Rows from a dataset:
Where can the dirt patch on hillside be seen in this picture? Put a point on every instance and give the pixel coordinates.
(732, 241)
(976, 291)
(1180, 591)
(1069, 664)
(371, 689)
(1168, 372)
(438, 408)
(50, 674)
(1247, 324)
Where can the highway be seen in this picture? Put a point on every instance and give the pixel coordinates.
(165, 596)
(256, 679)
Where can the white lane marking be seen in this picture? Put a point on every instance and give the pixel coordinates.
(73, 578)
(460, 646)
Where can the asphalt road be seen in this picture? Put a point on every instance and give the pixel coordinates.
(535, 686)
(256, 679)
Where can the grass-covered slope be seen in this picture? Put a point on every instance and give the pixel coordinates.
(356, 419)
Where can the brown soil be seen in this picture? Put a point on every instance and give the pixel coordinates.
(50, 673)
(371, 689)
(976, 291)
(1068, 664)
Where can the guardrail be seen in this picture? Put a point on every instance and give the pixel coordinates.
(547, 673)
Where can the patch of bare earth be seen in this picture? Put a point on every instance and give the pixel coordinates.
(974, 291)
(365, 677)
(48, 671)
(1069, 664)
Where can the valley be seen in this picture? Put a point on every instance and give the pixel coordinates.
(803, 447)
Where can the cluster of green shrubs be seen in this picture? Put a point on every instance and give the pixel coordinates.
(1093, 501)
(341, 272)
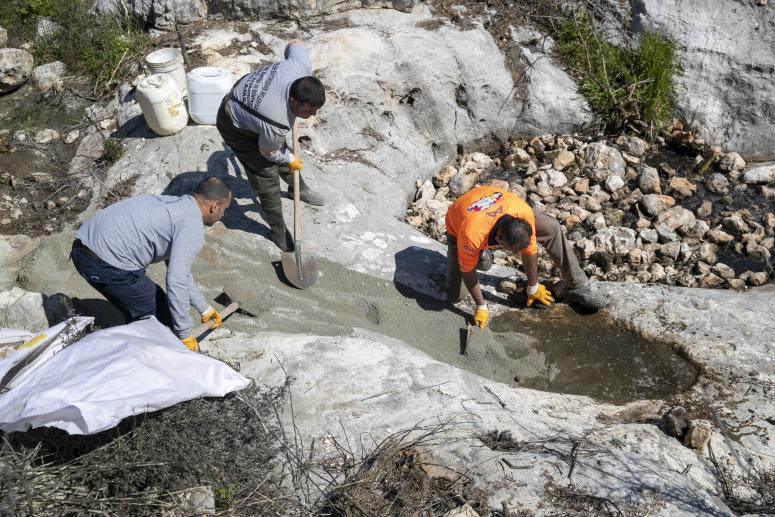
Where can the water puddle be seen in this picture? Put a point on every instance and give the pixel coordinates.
(585, 355)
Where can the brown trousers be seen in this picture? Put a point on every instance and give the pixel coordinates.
(549, 234)
(263, 175)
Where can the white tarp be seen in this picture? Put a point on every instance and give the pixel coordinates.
(94, 383)
(8, 336)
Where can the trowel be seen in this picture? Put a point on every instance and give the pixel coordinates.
(231, 308)
(472, 335)
(301, 271)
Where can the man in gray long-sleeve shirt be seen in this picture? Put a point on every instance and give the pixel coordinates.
(254, 120)
(113, 248)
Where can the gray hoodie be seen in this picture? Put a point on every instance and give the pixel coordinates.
(142, 230)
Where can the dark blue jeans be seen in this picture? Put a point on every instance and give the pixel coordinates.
(135, 295)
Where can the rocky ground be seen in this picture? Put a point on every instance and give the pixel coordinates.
(631, 216)
(374, 352)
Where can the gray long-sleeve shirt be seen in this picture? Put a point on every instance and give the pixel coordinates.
(266, 91)
(142, 230)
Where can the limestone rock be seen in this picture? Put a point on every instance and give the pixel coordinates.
(463, 511)
(649, 180)
(636, 146)
(617, 240)
(670, 249)
(23, 310)
(665, 233)
(754, 277)
(649, 235)
(760, 175)
(563, 159)
(46, 27)
(731, 162)
(719, 236)
(698, 230)
(507, 287)
(717, 183)
(581, 185)
(553, 96)
(46, 136)
(15, 67)
(707, 252)
(705, 209)
(48, 77)
(614, 183)
(441, 179)
(735, 223)
(681, 186)
(676, 422)
(706, 52)
(603, 161)
(556, 178)
(676, 217)
(654, 204)
(71, 136)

→ REQUEST:
Copy the records again, swapping each "in this picture" for "in this image" and leaving every other word as it is. Leave the pictures out of your answer.

→ EXERCISE OUTPUT:
Where can the dirt patch on hillside be seen in this image? Put a point on every instance and give the pixel coordinates.
(732, 241)
(976, 291)
(1180, 591)
(1069, 664)
(371, 689)
(1168, 372)
(438, 408)
(50, 674)
(1247, 324)
Where can the highway be seen in this image? Put a point on every instance and give the pixel coordinates.
(165, 596)
(256, 679)
Where can the white lane marking be seen in this image? Put a point on every instance and give the pixel coordinates.
(73, 578)
(460, 646)
Where can the asphalt road be seen in this image? Put a point on every instance and give the pixel coordinates.
(535, 686)
(256, 679)
Where can the grass-covered slope be seen in this image? Put a point on every instance and give the pixel coordinates.
(356, 419)
Where can the brown soil be seen in this image? Put a point on every instance and give the pixel coordinates.
(50, 673)
(371, 689)
(976, 291)
(1068, 664)
Where can the guardrail be seen in this image? Put a point on every instance and give the pixel coordinates.
(547, 673)
Where can the patch of bare earth be seen in this image? Put a point on every instance and give the pixel coordinates.
(974, 291)
(365, 677)
(48, 671)
(1069, 664)
Where can the valley be seen in this image? Put a point on every instance and give the pixel coordinates.
(803, 447)
Where can the cluster of green shrubs be seen in this image? Put a point on every instance and give the pixel coordinates.
(1093, 501)
(341, 272)
Where can the water puddle be seen in this image? Put a point on every instance and give the pixel coordinates.
(585, 355)
Where can the brown trousers be seen in this image? Put a point on every instance and give the pixel coordinates.
(549, 234)
(263, 175)
Where can the white tarp be seen in this image? Put a point on every instance and give the pixel coordinates.
(94, 383)
(8, 336)
Where can the trowel be seen in this image? Put a point on every instance and give the pixel coordinates.
(231, 308)
(472, 335)
(301, 271)
Where can the man in gray long-sleeve shirt be seen in this image? Put a point on every instance and give the pixel coordinates.
(254, 120)
(113, 248)
Where can the gray hoodie be seen in this image? Put a point on every instance and give the pixel coordinates.
(142, 230)
Where can the dark blue jeans be seen in this image? Put a point on every instance and give the pixel coordinates.
(135, 295)
Where can the rocky ground be seen in this image? Put a point on every instance and give the pixel coordinates.
(631, 216)
(374, 352)
Where can the gray long-sleeve shirt be seen in this image? Put a point on every instance and give the pixel coordinates.
(266, 91)
(142, 230)
Where can the limestone rock be seen in this image? Put a point on every instance and give the pixel coordinates.
(463, 511)
(649, 180)
(636, 146)
(617, 240)
(670, 249)
(23, 310)
(665, 233)
(754, 277)
(649, 235)
(760, 175)
(563, 159)
(46, 27)
(731, 162)
(719, 236)
(698, 230)
(507, 287)
(717, 183)
(581, 185)
(553, 96)
(46, 136)
(15, 67)
(707, 252)
(705, 209)
(48, 77)
(614, 183)
(441, 179)
(735, 223)
(681, 186)
(676, 422)
(706, 52)
(603, 161)
(556, 178)
(676, 217)
(654, 204)
(71, 136)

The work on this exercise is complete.